■ **GIVEN INSTRUCTION**
Copy out the data below word for word, starting at the line with "Annotation task — point out every instance of the shoreline" and ending at the line with "[(1061, 220)]", both lines included.

(Dataset rows about where objects appear)
— Start —
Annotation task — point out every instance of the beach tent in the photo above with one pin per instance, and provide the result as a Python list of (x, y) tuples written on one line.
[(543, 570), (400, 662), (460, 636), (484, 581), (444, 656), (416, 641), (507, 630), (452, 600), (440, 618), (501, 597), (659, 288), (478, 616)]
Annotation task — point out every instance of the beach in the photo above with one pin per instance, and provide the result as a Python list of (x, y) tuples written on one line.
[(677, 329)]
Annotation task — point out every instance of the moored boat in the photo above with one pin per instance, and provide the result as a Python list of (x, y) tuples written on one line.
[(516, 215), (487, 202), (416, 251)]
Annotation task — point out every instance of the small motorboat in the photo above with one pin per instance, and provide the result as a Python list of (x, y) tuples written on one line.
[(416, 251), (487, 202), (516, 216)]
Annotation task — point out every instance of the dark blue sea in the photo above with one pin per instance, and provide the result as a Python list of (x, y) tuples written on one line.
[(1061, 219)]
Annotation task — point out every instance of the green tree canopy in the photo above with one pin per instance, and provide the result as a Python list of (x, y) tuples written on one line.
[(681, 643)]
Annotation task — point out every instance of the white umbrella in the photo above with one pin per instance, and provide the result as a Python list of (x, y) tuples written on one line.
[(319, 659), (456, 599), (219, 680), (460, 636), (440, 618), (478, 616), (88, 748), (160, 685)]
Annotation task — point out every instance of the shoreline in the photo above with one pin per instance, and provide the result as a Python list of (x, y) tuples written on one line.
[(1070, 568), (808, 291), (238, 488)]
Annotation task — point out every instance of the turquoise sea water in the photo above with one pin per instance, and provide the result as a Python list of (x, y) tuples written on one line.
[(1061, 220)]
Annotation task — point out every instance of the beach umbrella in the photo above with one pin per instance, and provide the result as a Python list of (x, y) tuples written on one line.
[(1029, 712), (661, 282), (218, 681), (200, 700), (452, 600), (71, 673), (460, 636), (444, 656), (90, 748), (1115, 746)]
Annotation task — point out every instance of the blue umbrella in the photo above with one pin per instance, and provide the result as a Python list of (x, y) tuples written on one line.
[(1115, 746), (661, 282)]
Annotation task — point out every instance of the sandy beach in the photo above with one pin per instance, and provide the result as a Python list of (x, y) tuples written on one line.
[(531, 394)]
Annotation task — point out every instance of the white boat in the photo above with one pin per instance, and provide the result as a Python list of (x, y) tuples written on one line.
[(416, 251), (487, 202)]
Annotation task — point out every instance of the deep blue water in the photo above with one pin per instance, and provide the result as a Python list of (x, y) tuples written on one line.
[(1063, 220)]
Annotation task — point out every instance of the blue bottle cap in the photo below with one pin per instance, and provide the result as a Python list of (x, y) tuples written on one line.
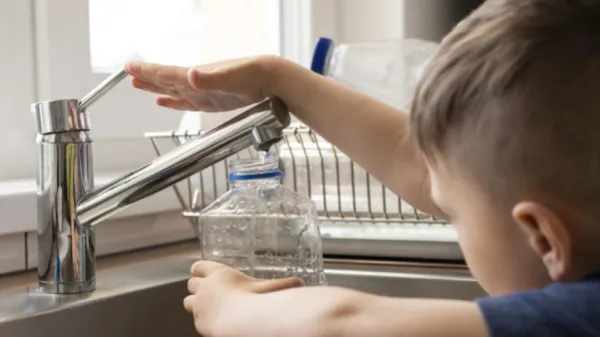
[(320, 55)]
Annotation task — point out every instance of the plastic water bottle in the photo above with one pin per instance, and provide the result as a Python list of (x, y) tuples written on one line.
[(387, 70), (262, 228)]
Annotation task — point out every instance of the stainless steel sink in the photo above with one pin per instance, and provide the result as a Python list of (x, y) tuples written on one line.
[(145, 299)]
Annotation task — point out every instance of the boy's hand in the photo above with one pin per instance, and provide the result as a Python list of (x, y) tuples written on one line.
[(216, 291), (221, 86)]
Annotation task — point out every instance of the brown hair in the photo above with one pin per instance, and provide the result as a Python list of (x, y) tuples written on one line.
[(513, 98)]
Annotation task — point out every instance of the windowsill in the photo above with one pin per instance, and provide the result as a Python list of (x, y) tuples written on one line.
[(19, 210)]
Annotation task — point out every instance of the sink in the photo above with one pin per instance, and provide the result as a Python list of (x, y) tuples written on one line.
[(145, 299)]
— End —
■ **THE ANSWER**
Annotation task — point out every instance of the shoreline in the photo above with one pin per instance, and provide the result as a Python list of (x, y) tuples written on one line.
[(1070, 568), (808, 291), (238, 488)]
Annotation task — point out every instance of the turquoise sea water in the photo above with one pin per instance, and provide the result as a Python list of (x, y) tuples written on one line.
[(1061, 220)]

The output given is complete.